START Source records

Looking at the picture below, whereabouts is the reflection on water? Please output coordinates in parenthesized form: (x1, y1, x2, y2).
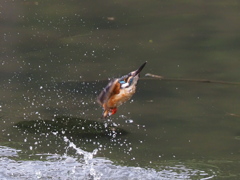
(15, 116, 128, 138)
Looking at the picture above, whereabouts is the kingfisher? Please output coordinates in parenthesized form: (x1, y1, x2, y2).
(97, 62, 147, 118)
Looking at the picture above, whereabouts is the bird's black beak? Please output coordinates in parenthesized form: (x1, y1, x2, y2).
(133, 62, 147, 76)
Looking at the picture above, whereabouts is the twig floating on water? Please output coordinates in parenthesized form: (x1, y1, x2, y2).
(228, 113, 240, 118)
(145, 73, 240, 85)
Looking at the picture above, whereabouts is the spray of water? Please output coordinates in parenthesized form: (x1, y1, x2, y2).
(63, 136, 102, 179)
(0, 143, 217, 180)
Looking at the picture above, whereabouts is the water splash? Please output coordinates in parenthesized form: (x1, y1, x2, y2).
(63, 136, 101, 179)
(0, 144, 218, 180)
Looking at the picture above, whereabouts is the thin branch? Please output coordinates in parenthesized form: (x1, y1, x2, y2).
(227, 113, 240, 118)
(145, 73, 240, 85)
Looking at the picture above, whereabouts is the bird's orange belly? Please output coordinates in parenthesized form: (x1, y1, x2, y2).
(107, 87, 136, 108)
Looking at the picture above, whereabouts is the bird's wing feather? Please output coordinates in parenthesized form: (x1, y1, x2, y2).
(97, 79, 120, 105)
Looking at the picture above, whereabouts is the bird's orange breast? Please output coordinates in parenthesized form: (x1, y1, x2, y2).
(106, 86, 136, 108)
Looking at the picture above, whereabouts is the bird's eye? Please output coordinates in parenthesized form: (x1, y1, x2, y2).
(124, 77, 129, 82)
(129, 78, 133, 84)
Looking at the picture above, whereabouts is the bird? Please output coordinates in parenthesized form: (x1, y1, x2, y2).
(97, 62, 147, 118)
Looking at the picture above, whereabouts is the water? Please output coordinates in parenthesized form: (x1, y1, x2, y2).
(0, 138, 216, 180)
(1, 0, 240, 179)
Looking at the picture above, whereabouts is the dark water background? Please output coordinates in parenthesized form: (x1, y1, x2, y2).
(1, 1, 240, 179)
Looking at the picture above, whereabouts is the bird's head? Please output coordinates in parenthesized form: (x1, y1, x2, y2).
(119, 62, 147, 89)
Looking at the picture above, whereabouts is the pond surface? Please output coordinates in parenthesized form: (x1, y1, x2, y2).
(1, 0, 240, 179)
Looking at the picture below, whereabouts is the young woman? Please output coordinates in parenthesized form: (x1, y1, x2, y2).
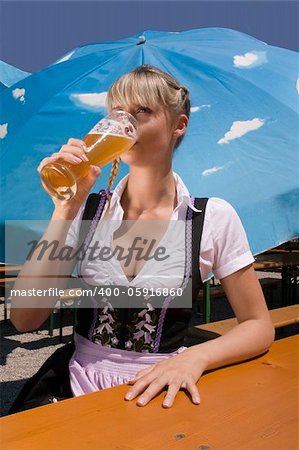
(10, 65, 274, 411)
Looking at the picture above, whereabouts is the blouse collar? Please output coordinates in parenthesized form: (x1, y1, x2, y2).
(109, 171, 202, 214)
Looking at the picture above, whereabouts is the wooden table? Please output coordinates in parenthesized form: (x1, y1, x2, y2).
(1, 335, 298, 450)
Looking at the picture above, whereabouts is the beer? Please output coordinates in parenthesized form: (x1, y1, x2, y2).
(40, 111, 137, 201)
(84, 133, 135, 167)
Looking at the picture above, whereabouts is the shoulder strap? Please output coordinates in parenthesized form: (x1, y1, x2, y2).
(192, 197, 209, 300)
(78, 191, 109, 250)
(81, 193, 106, 221)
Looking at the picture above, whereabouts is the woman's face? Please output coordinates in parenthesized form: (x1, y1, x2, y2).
(111, 102, 187, 167)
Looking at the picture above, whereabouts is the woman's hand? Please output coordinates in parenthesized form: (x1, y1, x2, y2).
(125, 349, 206, 408)
(37, 138, 101, 219)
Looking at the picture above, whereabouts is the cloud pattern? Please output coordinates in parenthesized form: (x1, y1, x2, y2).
(218, 118, 265, 144)
(12, 88, 26, 103)
(191, 105, 211, 113)
(233, 51, 267, 69)
(0, 123, 8, 139)
(70, 92, 107, 111)
(202, 165, 225, 176)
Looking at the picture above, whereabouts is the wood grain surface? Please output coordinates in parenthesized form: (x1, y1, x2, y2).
(1, 335, 298, 450)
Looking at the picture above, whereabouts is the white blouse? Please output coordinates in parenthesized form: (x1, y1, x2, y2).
(65, 172, 254, 287)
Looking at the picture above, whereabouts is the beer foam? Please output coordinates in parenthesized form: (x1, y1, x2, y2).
(90, 116, 137, 141)
(89, 132, 135, 140)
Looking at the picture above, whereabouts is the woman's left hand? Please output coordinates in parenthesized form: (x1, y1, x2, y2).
(124, 349, 205, 408)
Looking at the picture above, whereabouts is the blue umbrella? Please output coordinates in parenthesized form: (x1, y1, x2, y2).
(0, 60, 30, 91)
(0, 28, 298, 263)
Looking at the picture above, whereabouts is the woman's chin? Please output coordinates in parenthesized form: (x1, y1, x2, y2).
(121, 148, 139, 163)
(120, 145, 155, 166)
(120, 153, 134, 164)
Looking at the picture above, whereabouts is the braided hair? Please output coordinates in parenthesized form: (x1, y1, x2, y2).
(102, 157, 121, 217)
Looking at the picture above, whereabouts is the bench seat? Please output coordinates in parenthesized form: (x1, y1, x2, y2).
(196, 305, 299, 335)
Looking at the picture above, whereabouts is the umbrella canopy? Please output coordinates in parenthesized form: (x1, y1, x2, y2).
(0, 28, 298, 263)
(0, 60, 30, 91)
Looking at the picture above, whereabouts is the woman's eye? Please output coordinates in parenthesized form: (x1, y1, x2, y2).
(137, 107, 151, 114)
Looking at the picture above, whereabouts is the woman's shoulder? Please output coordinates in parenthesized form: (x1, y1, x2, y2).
(204, 197, 238, 223)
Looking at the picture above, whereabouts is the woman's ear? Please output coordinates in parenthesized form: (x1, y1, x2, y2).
(173, 114, 189, 140)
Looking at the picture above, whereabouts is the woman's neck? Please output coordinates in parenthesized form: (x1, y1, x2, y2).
(121, 166, 177, 214)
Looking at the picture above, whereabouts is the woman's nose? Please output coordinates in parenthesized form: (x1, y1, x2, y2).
(122, 106, 135, 115)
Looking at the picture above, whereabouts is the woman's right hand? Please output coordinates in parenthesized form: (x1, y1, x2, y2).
(37, 138, 101, 219)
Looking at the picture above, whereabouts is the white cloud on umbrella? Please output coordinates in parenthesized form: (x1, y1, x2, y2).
(202, 165, 225, 176)
(70, 92, 107, 111)
(0, 123, 8, 139)
(218, 118, 265, 144)
(191, 104, 211, 113)
(12, 88, 26, 103)
(233, 51, 267, 68)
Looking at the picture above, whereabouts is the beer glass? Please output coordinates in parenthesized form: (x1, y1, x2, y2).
(40, 111, 137, 201)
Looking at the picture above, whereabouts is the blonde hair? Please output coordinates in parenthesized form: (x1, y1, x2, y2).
(106, 157, 120, 210)
(105, 65, 190, 203)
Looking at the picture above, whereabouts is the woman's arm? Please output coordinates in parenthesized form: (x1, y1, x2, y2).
(186, 264, 275, 370)
(125, 264, 274, 407)
(10, 210, 81, 332)
(10, 138, 101, 332)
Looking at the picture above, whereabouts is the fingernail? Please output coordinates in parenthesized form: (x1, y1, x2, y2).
(91, 165, 101, 175)
(81, 154, 89, 162)
(163, 401, 171, 408)
(72, 157, 82, 164)
(194, 397, 200, 404)
(125, 393, 133, 400)
(137, 397, 145, 405)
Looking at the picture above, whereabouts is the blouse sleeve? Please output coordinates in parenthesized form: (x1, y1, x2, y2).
(199, 198, 255, 282)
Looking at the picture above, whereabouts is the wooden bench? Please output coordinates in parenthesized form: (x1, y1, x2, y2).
(198, 278, 280, 300)
(196, 304, 299, 336)
(0, 277, 18, 286)
(253, 261, 282, 270)
(0, 265, 23, 273)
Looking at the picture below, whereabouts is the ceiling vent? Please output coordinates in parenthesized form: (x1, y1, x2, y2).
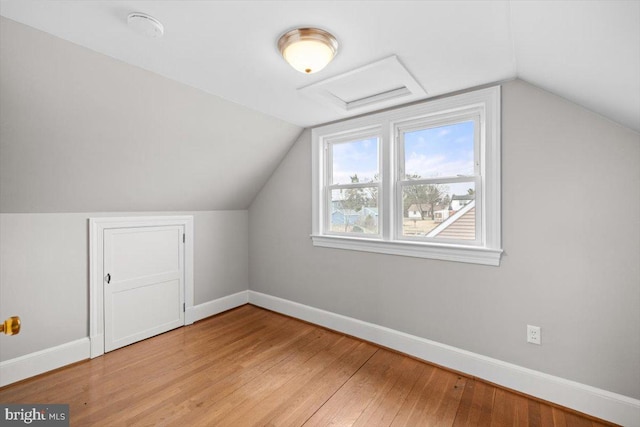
(298, 56, 426, 114)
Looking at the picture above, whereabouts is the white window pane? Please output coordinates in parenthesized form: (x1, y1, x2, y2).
(404, 121, 474, 179)
(330, 188, 378, 234)
(402, 182, 475, 240)
(331, 138, 379, 185)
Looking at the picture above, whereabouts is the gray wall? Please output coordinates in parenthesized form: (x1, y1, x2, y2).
(248, 80, 640, 399)
(0, 18, 272, 364)
(0, 17, 301, 213)
(0, 210, 248, 361)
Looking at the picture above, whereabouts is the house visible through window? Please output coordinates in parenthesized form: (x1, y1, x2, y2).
(399, 120, 478, 243)
(311, 86, 502, 266)
(328, 135, 380, 235)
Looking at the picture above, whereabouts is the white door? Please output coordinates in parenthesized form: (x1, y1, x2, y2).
(103, 225, 185, 352)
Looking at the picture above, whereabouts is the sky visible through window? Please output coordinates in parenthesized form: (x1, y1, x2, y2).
(332, 121, 474, 194)
(404, 121, 475, 196)
(404, 121, 474, 178)
(331, 137, 379, 184)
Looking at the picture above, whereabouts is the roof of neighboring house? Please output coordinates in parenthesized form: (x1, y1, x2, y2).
(427, 200, 476, 240)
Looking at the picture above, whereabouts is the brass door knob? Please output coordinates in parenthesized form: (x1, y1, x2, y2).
(1, 316, 21, 335)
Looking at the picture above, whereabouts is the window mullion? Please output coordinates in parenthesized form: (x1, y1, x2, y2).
(328, 182, 378, 190)
(392, 125, 403, 242)
(381, 121, 393, 241)
(400, 176, 479, 186)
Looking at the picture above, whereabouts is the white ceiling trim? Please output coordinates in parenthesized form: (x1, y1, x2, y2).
(298, 55, 427, 115)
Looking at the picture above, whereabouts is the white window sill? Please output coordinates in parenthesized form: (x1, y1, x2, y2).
(310, 235, 502, 266)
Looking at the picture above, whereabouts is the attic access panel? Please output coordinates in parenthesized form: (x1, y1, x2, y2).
(299, 56, 427, 114)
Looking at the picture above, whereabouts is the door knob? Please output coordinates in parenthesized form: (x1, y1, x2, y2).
(1, 316, 21, 335)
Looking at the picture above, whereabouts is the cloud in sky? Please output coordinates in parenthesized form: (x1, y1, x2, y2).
(404, 121, 474, 177)
(331, 121, 475, 184)
(332, 137, 379, 184)
(438, 128, 452, 138)
(405, 152, 474, 178)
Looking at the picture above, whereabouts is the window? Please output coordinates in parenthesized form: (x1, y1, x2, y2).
(398, 120, 479, 243)
(326, 132, 380, 236)
(311, 86, 502, 266)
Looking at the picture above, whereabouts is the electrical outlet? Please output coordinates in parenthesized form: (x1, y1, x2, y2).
(527, 325, 541, 345)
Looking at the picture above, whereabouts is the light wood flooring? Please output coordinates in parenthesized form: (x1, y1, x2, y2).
(0, 305, 615, 426)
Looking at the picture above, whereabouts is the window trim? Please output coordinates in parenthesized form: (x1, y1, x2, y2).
(311, 86, 502, 266)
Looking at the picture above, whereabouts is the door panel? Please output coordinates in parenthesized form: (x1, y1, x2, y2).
(108, 228, 180, 280)
(104, 225, 184, 352)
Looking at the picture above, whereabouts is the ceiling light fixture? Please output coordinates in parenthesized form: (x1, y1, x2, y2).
(278, 28, 338, 74)
(127, 12, 164, 38)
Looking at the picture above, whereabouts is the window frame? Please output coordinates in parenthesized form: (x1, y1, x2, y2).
(311, 86, 502, 266)
(395, 113, 482, 246)
(324, 127, 382, 238)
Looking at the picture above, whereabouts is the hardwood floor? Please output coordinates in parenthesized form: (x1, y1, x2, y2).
(0, 305, 615, 426)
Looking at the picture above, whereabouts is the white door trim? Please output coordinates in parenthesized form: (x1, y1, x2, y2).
(89, 216, 194, 358)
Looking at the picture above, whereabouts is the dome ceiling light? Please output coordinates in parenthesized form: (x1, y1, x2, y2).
(278, 28, 338, 74)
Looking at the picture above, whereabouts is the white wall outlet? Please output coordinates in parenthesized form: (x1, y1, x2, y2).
(527, 325, 541, 345)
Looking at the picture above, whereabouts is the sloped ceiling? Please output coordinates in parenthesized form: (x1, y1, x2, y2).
(510, 1, 639, 134)
(0, 18, 301, 212)
(0, 1, 638, 213)
(1, 0, 638, 131)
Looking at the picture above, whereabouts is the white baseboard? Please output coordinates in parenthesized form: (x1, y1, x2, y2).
(0, 338, 90, 387)
(248, 290, 639, 426)
(90, 333, 104, 359)
(3, 292, 636, 425)
(2, 292, 249, 387)
(186, 290, 249, 324)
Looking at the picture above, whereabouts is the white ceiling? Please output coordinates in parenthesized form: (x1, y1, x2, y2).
(0, 0, 639, 131)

END Source records

Task objective:
An exact, line-for-line copy is required: from the line containing "white door trim?" through the final line of the listing above, both included, with nothing else.

Answer for this exercise:
Looking at the picture above, whereabouts is the white door trim? Please output coordinates in parenthesized form: (x1, y1, x2, y2).
(89, 216, 194, 358)
Looking at the picture above, whereabouts is the dome ceiling light? Please output coordinates in parenthesized form: (x1, y1, x2, y2).
(278, 28, 338, 74)
Looking at the picture above, whereabouts is the white wall outlet? Please output coordinates in parenthesized form: (x1, y1, x2, y2).
(527, 325, 541, 345)
Looking at the picture above, whereabouts is the sloped ceiling? Please output coordinates in parenthesized form: (x1, y1, x2, y2).
(510, 1, 639, 134)
(0, 18, 301, 212)
(0, 1, 638, 213)
(1, 0, 638, 131)
Looking at the picture above, whereabouts is the white baseboard? Please output coordinates in parenthesized form: (x1, y1, x2, y2).
(0, 338, 90, 387)
(248, 290, 639, 426)
(90, 333, 104, 359)
(3, 292, 636, 425)
(2, 292, 249, 387)
(186, 290, 249, 324)
Looking at the picture above, whereabouts is the white ceiling? Please output coordinates in parenthesized form: (x1, y1, x2, y2).
(0, 0, 639, 131)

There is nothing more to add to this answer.